Start of RAW DATA

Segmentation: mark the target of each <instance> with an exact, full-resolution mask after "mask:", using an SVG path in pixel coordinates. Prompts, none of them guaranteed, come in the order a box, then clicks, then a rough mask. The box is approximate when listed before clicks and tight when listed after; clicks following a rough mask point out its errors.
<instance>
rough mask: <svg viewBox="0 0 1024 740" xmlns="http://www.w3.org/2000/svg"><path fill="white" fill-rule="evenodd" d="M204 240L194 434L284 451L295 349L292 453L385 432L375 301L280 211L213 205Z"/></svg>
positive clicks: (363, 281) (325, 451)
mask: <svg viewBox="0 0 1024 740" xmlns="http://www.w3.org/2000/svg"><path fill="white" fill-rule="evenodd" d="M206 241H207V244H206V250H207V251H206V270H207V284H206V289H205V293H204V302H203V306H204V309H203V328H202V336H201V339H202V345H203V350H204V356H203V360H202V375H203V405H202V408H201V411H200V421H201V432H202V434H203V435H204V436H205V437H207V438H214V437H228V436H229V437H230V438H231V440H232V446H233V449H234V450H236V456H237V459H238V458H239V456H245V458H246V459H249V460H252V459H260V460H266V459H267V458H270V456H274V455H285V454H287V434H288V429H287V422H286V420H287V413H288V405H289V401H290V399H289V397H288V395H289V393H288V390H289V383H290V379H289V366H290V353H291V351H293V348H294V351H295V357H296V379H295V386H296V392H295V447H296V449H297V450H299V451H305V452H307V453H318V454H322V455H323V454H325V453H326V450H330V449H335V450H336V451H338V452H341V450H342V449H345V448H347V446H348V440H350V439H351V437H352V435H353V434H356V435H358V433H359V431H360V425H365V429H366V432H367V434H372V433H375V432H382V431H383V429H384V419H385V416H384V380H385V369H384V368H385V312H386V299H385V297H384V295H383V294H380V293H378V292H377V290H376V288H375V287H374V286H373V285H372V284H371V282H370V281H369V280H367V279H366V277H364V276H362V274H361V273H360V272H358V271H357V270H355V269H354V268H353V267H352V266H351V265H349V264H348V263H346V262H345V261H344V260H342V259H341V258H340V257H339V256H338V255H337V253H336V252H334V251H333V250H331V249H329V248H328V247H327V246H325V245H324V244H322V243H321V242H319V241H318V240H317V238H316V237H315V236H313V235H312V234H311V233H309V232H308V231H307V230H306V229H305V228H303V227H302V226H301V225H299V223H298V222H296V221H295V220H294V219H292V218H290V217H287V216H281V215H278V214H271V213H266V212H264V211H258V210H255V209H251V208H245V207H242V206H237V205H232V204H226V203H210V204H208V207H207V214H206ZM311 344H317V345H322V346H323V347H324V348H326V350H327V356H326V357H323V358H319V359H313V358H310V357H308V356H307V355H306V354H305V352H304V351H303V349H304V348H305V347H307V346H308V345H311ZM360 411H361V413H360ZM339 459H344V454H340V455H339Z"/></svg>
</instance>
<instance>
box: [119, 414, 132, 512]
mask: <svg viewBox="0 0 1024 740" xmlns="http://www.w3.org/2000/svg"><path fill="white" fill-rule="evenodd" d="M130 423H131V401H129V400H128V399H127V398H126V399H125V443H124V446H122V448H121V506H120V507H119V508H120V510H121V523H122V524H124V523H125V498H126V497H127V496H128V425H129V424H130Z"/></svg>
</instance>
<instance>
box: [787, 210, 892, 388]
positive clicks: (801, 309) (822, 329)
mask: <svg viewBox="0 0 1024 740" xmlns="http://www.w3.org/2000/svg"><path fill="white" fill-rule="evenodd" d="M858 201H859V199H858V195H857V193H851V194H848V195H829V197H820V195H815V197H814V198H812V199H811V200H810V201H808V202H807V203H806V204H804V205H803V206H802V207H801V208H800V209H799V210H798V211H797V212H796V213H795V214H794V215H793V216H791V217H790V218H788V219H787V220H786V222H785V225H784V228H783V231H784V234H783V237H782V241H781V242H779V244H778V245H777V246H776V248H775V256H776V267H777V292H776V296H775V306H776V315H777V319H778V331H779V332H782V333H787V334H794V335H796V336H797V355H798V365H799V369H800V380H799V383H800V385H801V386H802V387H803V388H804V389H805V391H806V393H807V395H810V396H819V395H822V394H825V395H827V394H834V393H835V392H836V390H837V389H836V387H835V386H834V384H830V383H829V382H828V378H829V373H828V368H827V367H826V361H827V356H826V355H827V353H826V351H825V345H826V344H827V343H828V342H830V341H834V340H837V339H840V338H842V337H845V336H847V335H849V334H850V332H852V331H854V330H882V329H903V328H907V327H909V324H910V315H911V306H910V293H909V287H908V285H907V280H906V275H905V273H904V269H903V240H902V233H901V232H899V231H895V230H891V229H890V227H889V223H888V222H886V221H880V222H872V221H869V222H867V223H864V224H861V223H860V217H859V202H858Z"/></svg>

End of RAW DATA

THE PROBLEM:
Convert all of the data above into a JSON list of strings, one string per line, with blank lines left out.

RESULT BELOW:
[
  "Segmentation: mark the target of each <instance> with an exact, full-resolution mask after \"mask:\", using an SVG path in pixel coordinates. Prompts, none of them guaranteed, come in the order a box, then clicks, then a rough mask. The box is approximate when listed before clicks and tight when listed after; clicks following a rough mask point out its errors.",
  "<instance>",
  "rough mask: <svg viewBox=\"0 0 1024 740\" xmlns=\"http://www.w3.org/2000/svg\"><path fill=\"white\" fill-rule=\"evenodd\" d=\"M204 240L194 434L284 451L295 349L292 453L385 432L375 301L280 211L213 205Z\"/></svg>",
  "positive clicks: (363, 281) (325, 451)",
  "mask: <svg viewBox=\"0 0 1024 740\" xmlns=\"http://www.w3.org/2000/svg\"><path fill=\"white\" fill-rule=\"evenodd\" d=\"M206 241H207V244H206V250H207V251H206V270H207V284H206V289H205V293H204V302H203V306H204V309H203V328H202V336H201V339H202V345H203V350H204V356H203V360H202V375H203V405H202V408H201V411H200V421H201V432H202V434H203V435H204V436H205V437H207V438H214V437H228V436H229V437H230V438H231V440H232V446H233V449H234V450H236V456H237V459H238V458H239V456H245V458H246V459H249V460H252V459H260V460H266V459H267V458H270V456H274V455H285V454H287V434H288V429H287V422H286V420H287V413H288V405H289V401H290V399H289V397H288V395H289V393H288V390H289V383H290V379H289V366H290V353H291V351H293V348H294V351H295V357H296V379H295V386H296V392H295V447H296V449H297V450H299V451H305V452H307V453H318V454H322V455H323V454H325V453H326V450H330V449H335V450H336V451H338V452H341V450H342V449H345V448H347V446H348V440H350V439H351V437H352V435H353V434H356V435H358V433H359V431H360V425H365V429H366V432H367V434H372V433H375V432H382V431H383V429H384V419H385V416H384V380H385V369H384V368H385V312H386V299H385V297H384V295H383V294H380V293H378V292H377V290H376V288H375V287H374V286H373V285H372V284H371V282H370V281H369V280H367V279H366V277H364V276H362V274H361V273H360V272H358V271H357V270H355V269H354V268H353V267H352V266H351V265H349V264H348V263H346V262H345V261H344V260H342V259H341V258H340V257H339V256H338V255H337V253H336V252H334V251H333V250H331V249H329V248H328V247H327V246H325V245H324V244H322V243H321V242H319V241H318V240H317V238H316V237H315V236H313V235H312V234H311V233H309V232H308V231H307V230H306V229H305V228H303V227H302V226H301V225H299V223H298V222H296V221H295V220H294V219H292V218H290V217H287V216H281V215H278V214H271V213H266V212H264V211H258V210H255V209H251V208H245V207H242V206H237V205H232V204H226V203H210V204H208V207H207V214H206ZM311 344H317V345H322V346H323V347H324V348H326V350H327V356H326V357H323V358H319V359H313V358H310V357H308V356H307V355H306V354H305V352H304V351H303V349H304V348H305V347H307V346H308V345H311ZM360 411H361V413H360ZM339 459H344V454H340V455H339Z\"/></svg>",
  "</instance>",
  "<instance>",
  "box: [119, 414, 132, 512]",
  "mask: <svg viewBox=\"0 0 1024 740\" xmlns=\"http://www.w3.org/2000/svg\"><path fill=\"white\" fill-rule=\"evenodd\" d=\"M130 423H131V401H129V400H128V399H127V398H126V399H125V443H124V446H122V448H121V506H120V507H119V508H120V510H121V523H122V524H124V523H125V498H126V497H127V496H128V425H129V424H130Z\"/></svg>",
  "</instance>",
  "<instance>",
  "box: [787, 210, 892, 388]",
  "positive clicks: (801, 309) (822, 329)",
  "mask: <svg viewBox=\"0 0 1024 740\" xmlns=\"http://www.w3.org/2000/svg\"><path fill=\"white\" fill-rule=\"evenodd\" d=\"M858 201H859V199H858V195H857V193H851V194H848V195H829V197H820V195H815V197H814V198H812V199H811V200H810V201H808V202H807V203H806V204H804V205H803V206H802V207H801V208H800V209H799V210H798V211H797V212H796V213H795V214H794V215H793V216H791V217H790V218H788V219H787V220H786V222H785V225H784V228H783V231H784V234H783V237H782V241H781V242H779V244H778V245H777V246H776V248H775V256H776V267H777V292H776V296H775V306H776V315H777V319H778V331H779V332H782V333H787V334H794V335H796V336H797V355H798V365H799V369H800V380H799V383H800V385H801V386H802V387H803V388H804V389H805V391H806V393H807V395H810V396H819V395H822V394H825V395H827V394H834V393H835V392H836V390H837V389H836V387H835V386H834V384H830V383H829V382H828V378H829V373H828V368H827V367H826V361H827V356H826V355H827V353H826V351H825V345H826V344H827V343H828V342H830V341H834V340H837V339H840V338H842V337H845V336H847V335H849V334H850V332H852V331H854V330H882V329H903V328H907V327H909V324H910V315H911V306H910V293H909V287H908V285H907V280H906V275H905V273H904V269H903V240H902V233H901V232H899V231H895V230H891V229H890V227H889V223H888V222H886V221H880V222H872V221H869V222H867V223H864V224H861V223H860V217H859V202H858Z\"/></svg>"
]